Excerpt:
- - - -
Physical pain is excruciating, but it's the
emotional wounds that truly break a man!
Sometimes you track a swell quarter-way ‘round
the world and everything goes right. The waves produce, the winds
are light, the sun is out and you put on the performance of a
lifetime. Then a filmer captures your best ride of the trip and you
manage to seduce a local temptress, only to put on the second-best
performance of your life. This is what we all dream of, no?
Well that’s never happened to me. Oftentimes one or two or maybe
three of the criteria persist, but to expect a perfect sweep would
be delusional. In reality, most of us are lucky to get one or two
memorable waves on these ventures, as the terrifying and perplexing
realities of foreign surf travel are enough to throw even some pros
for a loop.
For two-and-a-half days the waves were absolutely flawless in
Fiji. Long period, immaculately angled swell was met with soft
offshores, the results of which were the most imacculate waves I’ve
seen. The best of the bunch were trading their time between getting
one exceptionally long barrel, or two-to-three medium length
barrels per wave. The mediocre guys settled for a few stand-tall
sections and fire-hose spits.
I was happy with my performance on day one. I got five waves
that were better than anything I’d caught in California this
season, and one of them was a proper bomb. I even have some
(blurry) photographic evidence, which will be cool to show my
grandkids someday. It’s amazing how, in a historical context, a
photo can change someone’s legend from from pussy to pirate, just
like that.
- - - -
Problem: Please state how long the waves were flawless in Fiji, according to the surf travel text.

Supplied information:
- - - -
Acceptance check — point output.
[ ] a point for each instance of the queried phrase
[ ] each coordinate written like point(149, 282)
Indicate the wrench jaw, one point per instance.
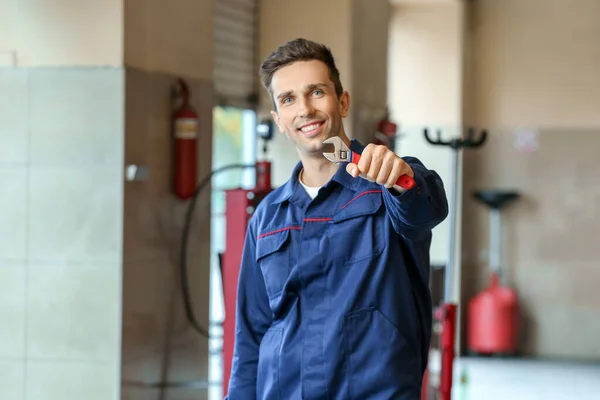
- - - -
Problem solution: Two-and-a-half days.